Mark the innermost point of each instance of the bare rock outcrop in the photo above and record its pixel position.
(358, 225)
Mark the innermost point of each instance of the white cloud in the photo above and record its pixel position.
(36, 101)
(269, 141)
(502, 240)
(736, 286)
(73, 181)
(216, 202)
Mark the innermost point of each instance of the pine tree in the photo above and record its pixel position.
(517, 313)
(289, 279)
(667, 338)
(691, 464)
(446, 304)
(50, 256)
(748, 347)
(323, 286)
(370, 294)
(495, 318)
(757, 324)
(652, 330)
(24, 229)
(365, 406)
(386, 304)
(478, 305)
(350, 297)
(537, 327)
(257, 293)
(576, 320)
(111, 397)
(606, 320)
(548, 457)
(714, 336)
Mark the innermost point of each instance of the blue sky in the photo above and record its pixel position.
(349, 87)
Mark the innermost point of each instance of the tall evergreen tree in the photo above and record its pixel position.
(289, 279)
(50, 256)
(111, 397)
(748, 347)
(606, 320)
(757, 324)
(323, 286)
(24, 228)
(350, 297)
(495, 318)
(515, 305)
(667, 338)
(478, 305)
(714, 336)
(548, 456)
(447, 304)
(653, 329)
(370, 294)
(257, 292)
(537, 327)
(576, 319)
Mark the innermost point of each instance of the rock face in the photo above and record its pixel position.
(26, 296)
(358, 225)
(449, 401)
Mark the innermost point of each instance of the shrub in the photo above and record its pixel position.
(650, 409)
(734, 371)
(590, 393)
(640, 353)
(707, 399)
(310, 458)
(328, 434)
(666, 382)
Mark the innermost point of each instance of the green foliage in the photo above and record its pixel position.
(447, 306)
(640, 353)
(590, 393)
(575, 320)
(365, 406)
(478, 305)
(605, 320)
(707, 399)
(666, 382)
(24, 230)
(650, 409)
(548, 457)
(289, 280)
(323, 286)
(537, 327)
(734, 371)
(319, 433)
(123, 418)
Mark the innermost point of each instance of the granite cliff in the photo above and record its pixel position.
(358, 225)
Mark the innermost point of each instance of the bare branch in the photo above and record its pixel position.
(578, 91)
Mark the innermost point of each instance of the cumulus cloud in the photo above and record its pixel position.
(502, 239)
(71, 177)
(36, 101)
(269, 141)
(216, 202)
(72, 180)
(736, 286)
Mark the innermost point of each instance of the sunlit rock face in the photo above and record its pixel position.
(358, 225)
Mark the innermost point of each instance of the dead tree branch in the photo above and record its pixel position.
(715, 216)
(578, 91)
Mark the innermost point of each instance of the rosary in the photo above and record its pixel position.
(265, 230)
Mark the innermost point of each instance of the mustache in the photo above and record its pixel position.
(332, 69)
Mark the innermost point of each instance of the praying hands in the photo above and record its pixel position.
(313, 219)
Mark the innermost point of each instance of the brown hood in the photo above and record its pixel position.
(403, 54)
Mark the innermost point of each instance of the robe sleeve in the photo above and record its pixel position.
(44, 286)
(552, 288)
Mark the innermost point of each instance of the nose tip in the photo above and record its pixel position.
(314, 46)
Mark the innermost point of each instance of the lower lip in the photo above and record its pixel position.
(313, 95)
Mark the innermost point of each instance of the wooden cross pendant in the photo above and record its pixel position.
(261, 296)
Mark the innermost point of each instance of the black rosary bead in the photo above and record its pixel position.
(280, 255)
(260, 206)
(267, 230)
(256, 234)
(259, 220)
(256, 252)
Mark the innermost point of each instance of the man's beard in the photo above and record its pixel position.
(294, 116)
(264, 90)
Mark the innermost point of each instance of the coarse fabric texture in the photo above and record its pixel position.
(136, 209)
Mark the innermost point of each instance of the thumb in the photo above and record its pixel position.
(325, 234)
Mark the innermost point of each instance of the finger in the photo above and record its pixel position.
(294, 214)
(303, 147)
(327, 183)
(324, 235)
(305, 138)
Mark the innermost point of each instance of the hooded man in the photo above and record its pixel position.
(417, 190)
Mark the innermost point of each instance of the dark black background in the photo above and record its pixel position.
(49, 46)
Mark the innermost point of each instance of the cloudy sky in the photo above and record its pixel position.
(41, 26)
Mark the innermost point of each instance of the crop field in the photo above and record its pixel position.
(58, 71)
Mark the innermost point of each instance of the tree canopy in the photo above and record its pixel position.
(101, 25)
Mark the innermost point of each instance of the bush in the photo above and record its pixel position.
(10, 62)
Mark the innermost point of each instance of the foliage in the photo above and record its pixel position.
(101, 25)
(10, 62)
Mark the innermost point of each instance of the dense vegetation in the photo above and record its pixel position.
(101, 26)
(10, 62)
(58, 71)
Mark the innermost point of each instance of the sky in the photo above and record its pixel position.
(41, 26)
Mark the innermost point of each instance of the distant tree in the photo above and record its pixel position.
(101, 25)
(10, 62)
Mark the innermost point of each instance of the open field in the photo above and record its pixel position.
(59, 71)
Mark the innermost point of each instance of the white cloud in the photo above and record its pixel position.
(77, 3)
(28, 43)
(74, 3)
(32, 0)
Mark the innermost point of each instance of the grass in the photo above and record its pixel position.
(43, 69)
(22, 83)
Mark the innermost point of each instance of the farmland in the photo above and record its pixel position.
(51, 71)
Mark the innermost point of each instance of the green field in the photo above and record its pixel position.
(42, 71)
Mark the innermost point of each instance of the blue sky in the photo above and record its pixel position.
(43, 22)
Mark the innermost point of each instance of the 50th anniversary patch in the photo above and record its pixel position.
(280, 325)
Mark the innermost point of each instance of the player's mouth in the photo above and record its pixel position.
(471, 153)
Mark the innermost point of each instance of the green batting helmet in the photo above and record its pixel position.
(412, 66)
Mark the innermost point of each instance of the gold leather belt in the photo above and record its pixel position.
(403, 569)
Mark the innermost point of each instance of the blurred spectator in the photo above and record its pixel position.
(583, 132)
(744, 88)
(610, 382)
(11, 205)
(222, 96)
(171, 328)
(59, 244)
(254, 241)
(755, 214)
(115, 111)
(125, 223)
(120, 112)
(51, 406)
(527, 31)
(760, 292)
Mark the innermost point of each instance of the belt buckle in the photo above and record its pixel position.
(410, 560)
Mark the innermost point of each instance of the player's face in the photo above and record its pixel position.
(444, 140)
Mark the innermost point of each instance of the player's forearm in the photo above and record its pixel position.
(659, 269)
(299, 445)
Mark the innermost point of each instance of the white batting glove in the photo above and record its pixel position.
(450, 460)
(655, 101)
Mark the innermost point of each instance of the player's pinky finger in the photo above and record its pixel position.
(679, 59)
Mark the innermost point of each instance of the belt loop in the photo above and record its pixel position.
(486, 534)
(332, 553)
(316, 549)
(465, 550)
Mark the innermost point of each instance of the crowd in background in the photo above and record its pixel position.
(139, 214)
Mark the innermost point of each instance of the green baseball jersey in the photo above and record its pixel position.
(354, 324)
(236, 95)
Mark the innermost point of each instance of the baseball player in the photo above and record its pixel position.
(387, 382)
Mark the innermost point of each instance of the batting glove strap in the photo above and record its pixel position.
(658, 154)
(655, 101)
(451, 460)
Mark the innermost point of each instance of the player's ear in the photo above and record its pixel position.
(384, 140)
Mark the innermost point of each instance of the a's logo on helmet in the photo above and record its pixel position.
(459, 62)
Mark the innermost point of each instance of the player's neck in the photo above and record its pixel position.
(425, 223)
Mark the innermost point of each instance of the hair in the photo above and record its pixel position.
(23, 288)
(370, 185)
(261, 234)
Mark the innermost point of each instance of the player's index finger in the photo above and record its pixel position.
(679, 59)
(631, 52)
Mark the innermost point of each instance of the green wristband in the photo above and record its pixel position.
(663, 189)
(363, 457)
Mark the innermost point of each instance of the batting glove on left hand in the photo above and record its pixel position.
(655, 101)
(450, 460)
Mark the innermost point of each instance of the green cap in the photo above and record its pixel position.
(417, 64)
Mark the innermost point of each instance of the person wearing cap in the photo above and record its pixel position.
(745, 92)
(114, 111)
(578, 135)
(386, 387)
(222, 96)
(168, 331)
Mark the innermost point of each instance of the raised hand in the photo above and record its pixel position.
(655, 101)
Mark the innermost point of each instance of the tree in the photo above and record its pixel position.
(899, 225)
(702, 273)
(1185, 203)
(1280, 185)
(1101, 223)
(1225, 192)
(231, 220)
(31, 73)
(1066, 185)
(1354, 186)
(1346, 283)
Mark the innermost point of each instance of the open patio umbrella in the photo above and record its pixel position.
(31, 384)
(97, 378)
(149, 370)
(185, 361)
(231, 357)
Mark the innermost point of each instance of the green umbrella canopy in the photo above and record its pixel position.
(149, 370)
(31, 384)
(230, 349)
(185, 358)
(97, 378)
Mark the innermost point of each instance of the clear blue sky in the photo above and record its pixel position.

────────────────

Instructions to follow: All lines from the one with "Mark the innermost point of each instance of the player's index" through the final line above are to be quoted exactly; quote no other line.

Written answer:
Mark the innermost point of each instance of the player's index finger in the photo above and record its pixel position.
(679, 59)
(631, 52)
Mark the innermost point of each instance of the green wristband in the photo above and record its pixel position.
(663, 189)
(363, 457)
Mark the innermost point of each instance of the batting glove on left hand in the photo above and record its pixel position.
(655, 101)
(450, 460)
Mark the innermost point of each instance of the green cap in the photo above and record its pixel position.
(417, 64)
Mark the innermost point of each instance of the person wearing cap in the photo above and record its pixel position.
(745, 92)
(114, 111)
(578, 135)
(386, 387)
(222, 96)
(168, 331)
Mark the innermost point of each instance of the raised hand in the photo above and record its pixel position.
(655, 101)
Mark the innermost point of each instance of the tree in the photo above and record its pixel position.
(899, 225)
(702, 273)
(1185, 203)
(1280, 185)
(1101, 223)
(1225, 192)
(231, 220)
(31, 73)
(1066, 185)
(1354, 186)
(1346, 283)
Mark the innermost point of each instance of the open patio umbrella in the photo above and record its pixel position.
(31, 384)
(97, 378)
(149, 370)
(185, 361)
(231, 357)
Mark the innermost point of each instance of the green umbrella canopy in the photo above and record its pixel position.
(149, 370)
(31, 384)
(230, 349)
(185, 358)
(97, 378)
Mark the innermost point of each instance of the clear blue sky in the photo above and record its pixel position.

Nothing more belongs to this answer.